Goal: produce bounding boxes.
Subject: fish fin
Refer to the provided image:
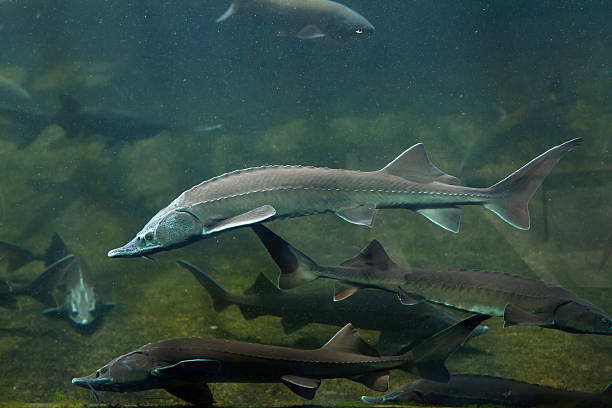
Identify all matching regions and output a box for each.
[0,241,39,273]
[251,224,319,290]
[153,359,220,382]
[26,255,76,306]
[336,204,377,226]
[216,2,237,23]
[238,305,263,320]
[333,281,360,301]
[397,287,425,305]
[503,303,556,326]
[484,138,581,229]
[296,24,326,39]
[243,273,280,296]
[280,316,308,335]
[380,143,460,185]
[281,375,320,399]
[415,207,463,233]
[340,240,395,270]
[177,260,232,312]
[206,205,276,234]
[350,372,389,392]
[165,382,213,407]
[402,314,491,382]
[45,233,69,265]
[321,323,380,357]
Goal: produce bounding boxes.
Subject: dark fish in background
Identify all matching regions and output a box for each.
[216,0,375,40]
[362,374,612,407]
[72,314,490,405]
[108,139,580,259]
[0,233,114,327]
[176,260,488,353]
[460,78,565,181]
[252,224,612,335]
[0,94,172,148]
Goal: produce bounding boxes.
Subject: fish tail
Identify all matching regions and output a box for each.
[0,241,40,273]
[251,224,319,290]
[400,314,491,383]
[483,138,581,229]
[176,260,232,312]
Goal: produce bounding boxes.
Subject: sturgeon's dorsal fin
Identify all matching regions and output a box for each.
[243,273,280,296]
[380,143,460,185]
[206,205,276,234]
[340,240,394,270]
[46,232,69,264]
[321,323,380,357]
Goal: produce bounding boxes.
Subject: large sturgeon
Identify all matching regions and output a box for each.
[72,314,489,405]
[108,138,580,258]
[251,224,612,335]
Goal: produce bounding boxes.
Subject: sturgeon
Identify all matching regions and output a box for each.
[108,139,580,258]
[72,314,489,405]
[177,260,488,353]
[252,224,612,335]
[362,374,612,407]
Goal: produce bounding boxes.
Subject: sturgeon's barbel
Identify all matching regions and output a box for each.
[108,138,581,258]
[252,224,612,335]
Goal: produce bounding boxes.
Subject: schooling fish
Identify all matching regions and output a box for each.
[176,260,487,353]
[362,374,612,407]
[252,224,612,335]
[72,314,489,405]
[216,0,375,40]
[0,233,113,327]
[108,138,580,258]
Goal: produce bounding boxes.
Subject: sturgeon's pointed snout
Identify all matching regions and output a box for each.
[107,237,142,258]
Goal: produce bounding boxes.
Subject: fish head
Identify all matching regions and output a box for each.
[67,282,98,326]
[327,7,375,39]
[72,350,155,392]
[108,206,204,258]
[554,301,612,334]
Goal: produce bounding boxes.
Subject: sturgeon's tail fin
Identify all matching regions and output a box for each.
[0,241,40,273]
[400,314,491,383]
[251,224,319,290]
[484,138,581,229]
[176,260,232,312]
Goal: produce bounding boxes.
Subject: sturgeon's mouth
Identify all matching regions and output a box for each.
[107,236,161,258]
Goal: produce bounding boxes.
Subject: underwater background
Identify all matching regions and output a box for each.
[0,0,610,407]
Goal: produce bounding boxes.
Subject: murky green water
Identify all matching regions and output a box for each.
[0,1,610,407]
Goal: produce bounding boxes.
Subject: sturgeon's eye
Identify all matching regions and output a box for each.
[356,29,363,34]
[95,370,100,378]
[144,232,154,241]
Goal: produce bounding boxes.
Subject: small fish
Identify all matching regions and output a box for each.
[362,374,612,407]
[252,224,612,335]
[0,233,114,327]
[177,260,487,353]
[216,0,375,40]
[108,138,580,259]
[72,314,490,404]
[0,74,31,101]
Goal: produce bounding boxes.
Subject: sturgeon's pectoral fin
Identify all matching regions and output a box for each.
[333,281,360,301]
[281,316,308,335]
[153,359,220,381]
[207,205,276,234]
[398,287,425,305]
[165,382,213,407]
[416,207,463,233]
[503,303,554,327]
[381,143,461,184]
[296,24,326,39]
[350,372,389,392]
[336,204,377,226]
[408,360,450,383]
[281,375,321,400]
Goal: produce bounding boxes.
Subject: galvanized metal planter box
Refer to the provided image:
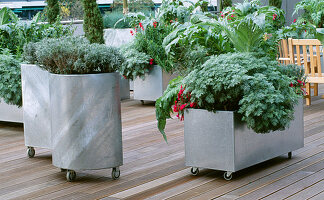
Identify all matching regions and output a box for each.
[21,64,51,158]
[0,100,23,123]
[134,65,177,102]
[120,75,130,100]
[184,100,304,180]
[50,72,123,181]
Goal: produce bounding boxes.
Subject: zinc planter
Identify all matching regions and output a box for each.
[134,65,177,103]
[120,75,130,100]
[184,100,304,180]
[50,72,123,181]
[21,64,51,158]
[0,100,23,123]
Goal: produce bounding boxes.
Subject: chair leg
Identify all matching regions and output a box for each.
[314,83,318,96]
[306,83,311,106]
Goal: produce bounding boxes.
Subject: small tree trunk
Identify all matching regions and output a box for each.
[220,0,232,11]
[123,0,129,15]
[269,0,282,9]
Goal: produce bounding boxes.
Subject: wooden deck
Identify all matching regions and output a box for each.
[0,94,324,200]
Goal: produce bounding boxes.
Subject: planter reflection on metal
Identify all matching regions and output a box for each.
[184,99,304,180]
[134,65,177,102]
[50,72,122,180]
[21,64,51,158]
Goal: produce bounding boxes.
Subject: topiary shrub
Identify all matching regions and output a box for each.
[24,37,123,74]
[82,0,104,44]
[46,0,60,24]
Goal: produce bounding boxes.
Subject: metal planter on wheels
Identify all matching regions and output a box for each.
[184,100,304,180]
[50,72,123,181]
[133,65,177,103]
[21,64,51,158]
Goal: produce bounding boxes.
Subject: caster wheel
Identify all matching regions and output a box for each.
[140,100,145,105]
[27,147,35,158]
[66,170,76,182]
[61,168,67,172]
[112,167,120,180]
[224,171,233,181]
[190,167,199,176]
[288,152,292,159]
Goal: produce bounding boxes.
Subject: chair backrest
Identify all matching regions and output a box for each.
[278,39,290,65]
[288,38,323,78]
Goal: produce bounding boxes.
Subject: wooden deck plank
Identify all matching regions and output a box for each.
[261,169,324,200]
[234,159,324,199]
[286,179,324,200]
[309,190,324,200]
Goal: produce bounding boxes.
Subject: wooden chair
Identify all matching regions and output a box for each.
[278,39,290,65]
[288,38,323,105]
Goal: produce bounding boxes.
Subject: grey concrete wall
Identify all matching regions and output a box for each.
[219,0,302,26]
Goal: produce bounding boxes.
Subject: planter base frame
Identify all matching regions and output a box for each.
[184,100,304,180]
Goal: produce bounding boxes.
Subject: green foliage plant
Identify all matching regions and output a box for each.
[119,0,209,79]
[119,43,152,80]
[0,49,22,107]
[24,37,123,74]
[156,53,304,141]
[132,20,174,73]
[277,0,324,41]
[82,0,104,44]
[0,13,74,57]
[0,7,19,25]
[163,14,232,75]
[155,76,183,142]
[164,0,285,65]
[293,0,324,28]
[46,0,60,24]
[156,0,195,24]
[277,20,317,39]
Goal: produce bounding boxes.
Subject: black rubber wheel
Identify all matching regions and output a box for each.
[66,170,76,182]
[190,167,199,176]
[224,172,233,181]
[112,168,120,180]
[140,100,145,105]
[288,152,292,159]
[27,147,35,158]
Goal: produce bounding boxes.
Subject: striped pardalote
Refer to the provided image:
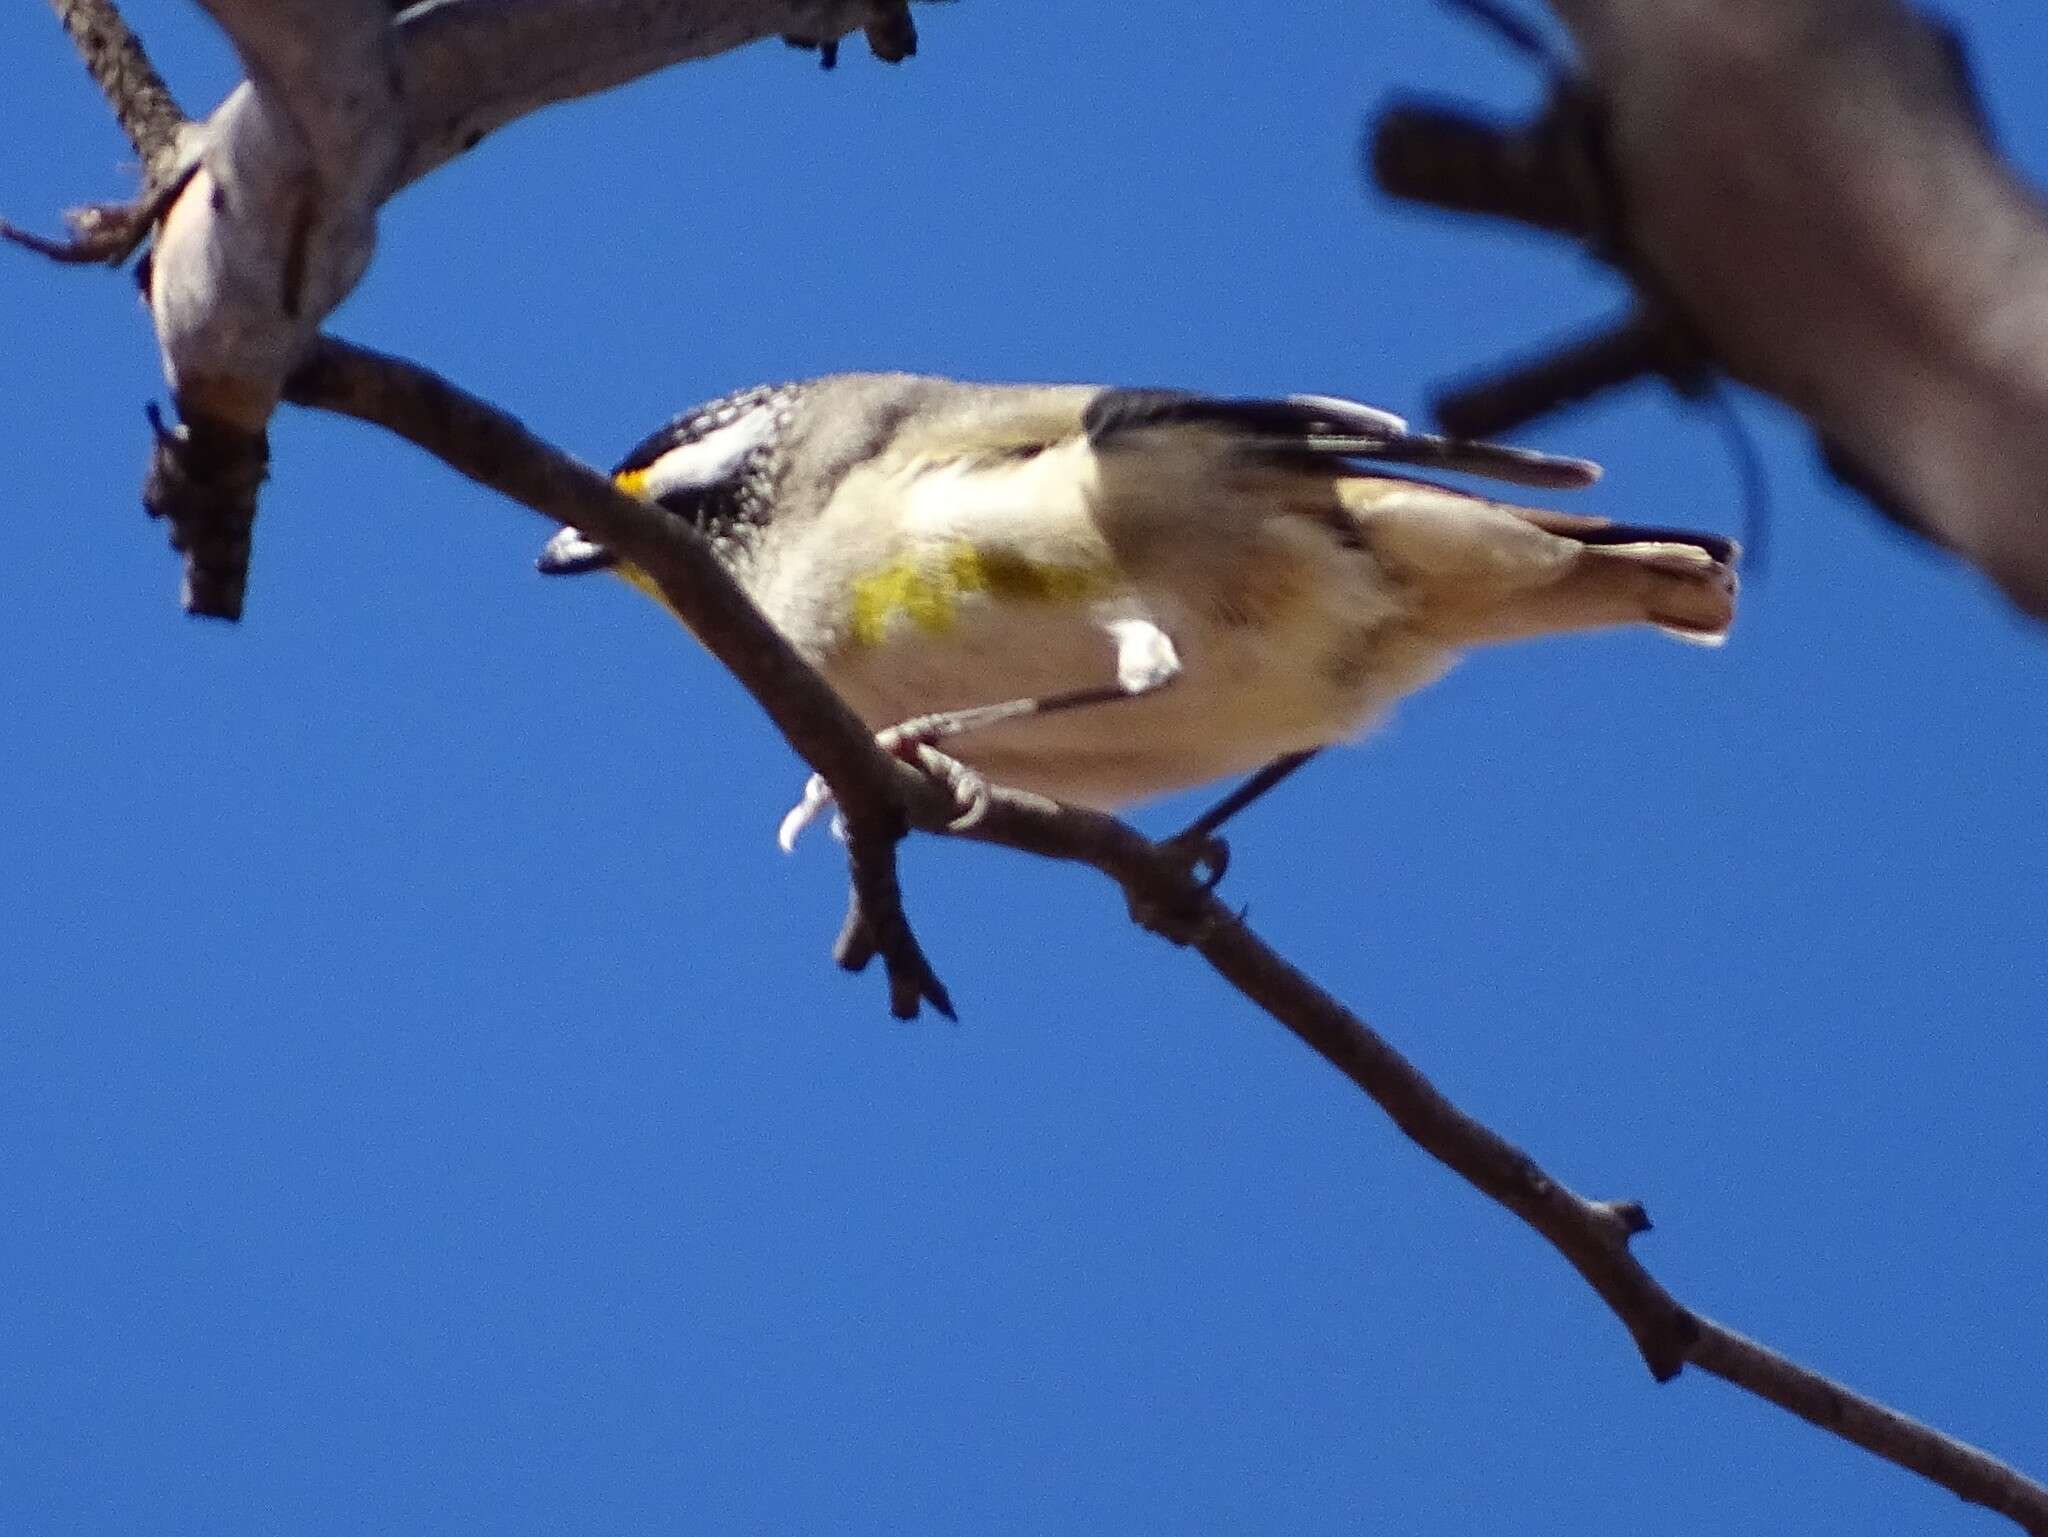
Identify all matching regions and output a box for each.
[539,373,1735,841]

★ ★ ★ ★ ★ ★ ★

__Task instructions__:
Your job is to transcribe the records exactly and in full. Pictures are not part of the copy.

__Answer below__:
Goal: produce bounding boxes.
Subject: fish fin
Refer to the provided image:
Identify all matching regions and output a box for each.
[0,241,39,273]
[251,224,319,290]
[153,359,220,382]
[26,255,76,306]
[336,204,377,226]
[216,2,237,23]
[238,305,263,320]
[333,281,360,301]
[397,287,425,305]
[503,303,556,326]
[484,138,581,229]
[296,24,326,39]
[243,273,280,296]
[280,316,308,335]
[380,143,460,185]
[281,375,320,399]
[415,207,463,233]
[340,240,395,270]
[177,260,232,312]
[206,205,276,234]
[350,372,389,392]
[165,382,213,407]
[402,314,491,382]
[45,233,69,265]
[321,323,380,357]
Goal: produce bounding boxes.
Subject: dark fish in background
Identify all matching regions and output a box for each.
[216,0,375,40]
[362,374,612,407]
[72,314,490,405]
[108,139,580,259]
[0,233,114,327]
[176,260,488,353]
[460,78,565,181]
[252,224,612,335]
[0,94,172,148]
Goal: produce bounding boxes.
Subject: fish tail
Identify all matching regions and output a box for each.
[0,241,40,273]
[251,224,319,290]
[400,314,491,383]
[483,138,581,229]
[176,260,232,312]
Goal: produce bounding boxes.
Subject: sturgeon's dorsal fin
Identify all matching regions and output a box for each.
[243,273,280,296]
[380,143,460,185]
[206,205,276,234]
[340,240,394,270]
[46,232,69,264]
[321,323,380,357]
Goal: produce bounding boxes.
Subject: large sturgeon
Identify all matching regions and output a box for each.
[72,314,489,405]
[108,138,580,258]
[251,224,612,335]
Goal: produce bounding boxes.
Subject: sturgeon
Identify all matching regions and output a box for each.
[108,139,580,258]
[72,314,489,405]
[177,260,488,353]
[252,224,612,335]
[362,374,612,407]
Goal: produce bounding boxes.
Subject: sturgeon's barbel
Identify all matching regions and output a box for each.
[108,138,581,258]
[252,224,612,335]
Goal: produce bounding boxes.
Subject: schooling fish
Identify all matching regions and output a box for each.
[176,260,487,353]
[362,374,612,407]
[252,224,612,335]
[72,314,489,405]
[216,0,375,40]
[0,233,113,327]
[108,138,580,258]
Goal: produce bounding boxes.
Subject: sturgeon's pointed snout
Identify all matching regions and output a box for each.
[107,237,142,258]
Goal: produce bounding boxes.
Subject: fish head
Identify all matching regions and output a box for each.
[67,282,98,326]
[327,7,375,39]
[72,350,155,392]
[108,206,204,258]
[554,301,612,334]
Goal: produce bounding boxes.
Subject: sturgeon's tail fin
Identify all matching regions and output a box for each.
[0,241,40,273]
[400,314,491,383]
[251,224,319,290]
[484,138,581,229]
[176,260,232,312]
Goal: produce bounding boxes.
Subject: sturgeon's mouth
Identify all matching regions and output a box for each.
[107,236,161,258]
Goal: produce bounding boxes.
Subject: underwater background
Identify all matching regions and output a box for each.
[0,0,610,407]
Goal: produce bounding boxes.
Subject: murky green water
Identify all matching regions and output a box for each.
[0,1,610,407]
Goal: produce bounding boxes.
Subject: sturgeon's eye
Identify all matching regions and output a box for each.
[356,29,363,34]
[95,370,100,378]
[144,232,154,241]
Goal: produce bounding boxes.
Subject: small fish
Identify all matching regions and output a box for each.
[362,374,612,407]
[252,224,612,335]
[0,233,114,327]
[177,260,487,353]
[216,0,375,40]
[108,138,580,259]
[72,314,490,404]
[0,74,31,101]
Goal: produce bounding boxes.
Subject: sturgeon's pectoral fin
Identify all matching regions and output a box for each.
[333,281,360,301]
[281,316,308,335]
[153,359,220,381]
[207,205,276,234]
[398,287,425,305]
[165,382,213,407]
[416,207,463,233]
[503,303,554,327]
[381,143,461,184]
[296,24,326,39]
[350,372,389,392]
[336,204,377,226]
[408,360,450,383]
[281,375,321,400]
Goal: produce bounding boxes.
Subject: galvanized metal planter box
Refer to the provided image:
Identify all matching regions and output a box for each.
[21,64,51,158]
[0,100,23,123]
[134,65,177,102]
[120,75,130,100]
[184,100,304,180]
[50,72,123,181]
Goal: produce bounding boxes.
Subject: zinc planter
Identify all matching regions and output a box for each.
[134,65,177,103]
[120,75,130,100]
[184,100,304,180]
[50,72,123,181]
[21,64,51,158]
[0,100,23,123]
Goal: produce bounding boxes.
Subject: chair leg
Identify all matching regions and output a box for each.
[314,83,318,96]
[306,83,311,106]
Goal: produce bounding boxes.
Subject: small tree trunk
Identify all matching regions and output a box for each.
[220,0,232,11]
[123,0,129,15]
[269,0,282,9]
Goal: produce bounding boxes.
Subject: wooden deck
Identify all matching regions and output a box for each.
[0,94,324,200]
Goal: produce bounding boxes.
Subject: planter reflection on metal
Identify all matching regions and output a box for each.
[184,99,304,180]
[134,65,177,102]
[50,72,122,180]
[21,64,51,158]
Goal: produce bounding boxes.
Subject: topiary shrub
Identify all matching regions and output a box for each.
[24,37,123,74]
[82,0,104,44]
[46,0,60,24]
Goal: produce bounding boxes.
Subject: metal planter on wheels
Identify all matching regions and output a box for each.
[184,100,304,180]
[50,72,123,181]
[133,65,177,103]
[21,64,51,158]
Goal: produce bounding boxes.
Subject: caster wheel
Identify all matching regions and output a box for each.
[140,100,145,105]
[27,147,35,158]
[66,170,76,182]
[61,168,67,172]
[112,167,120,180]
[224,171,233,181]
[190,167,199,176]
[288,152,292,159]
Goal: produce bounding boxes.
Subject: chair backrest
Identify all matching regions and output a box for each.
[278,39,290,65]
[288,38,323,78]
Goal: produce bounding boxes.
Subject: wooden deck plank
Identify all matching regions and output a box for each.
[261,169,324,200]
[234,159,324,199]
[286,179,324,200]
[309,190,324,200]
Goal: produce bounding boxes.
Subject: wooden chair
Identify all matching regions and output a box for each.
[278,39,290,65]
[288,38,323,105]
Goal: produce bounding boxes.
Subject: grey concrete wall
Identify all matching regions and output a box for each.
[219,0,302,26]
Goal: produce bounding boxes.
Subject: planter base frame
Identify all matching regions and output a box for each.
[184,100,304,180]
Goal: produce bounding boxes.
Subject: green foliage plant
Identify all matching regions and output a box for each.
[119,0,209,79]
[119,43,152,80]
[0,49,22,107]
[24,37,123,74]
[156,53,304,141]
[132,20,174,73]
[277,0,324,41]
[82,0,104,44]
[0,13,74,57]
[0,7,19,25]
[163,14,232,75]
[155,76,183,142]
[164,0,285,65]
[293,0,324,28]
[46,0,60,24]
[156,0,195,24]
[277,20,317,39]
Goal: produce bounding boxes.
Subject: black rubber wheel
Identify all matching regions and output a box for each.
[66,170,76,182]
[190,167,199,176]
[224,172,233,181]
[112,168,120,180]
[140,100,145,105]
[288,152,292,159]
[27,147,35,158]
Goal: produce bounding boxes.
Subject: striped pardalote
Refer to the provided image:
Identify all matching regions and output a box for each.
[539,373,1735,841]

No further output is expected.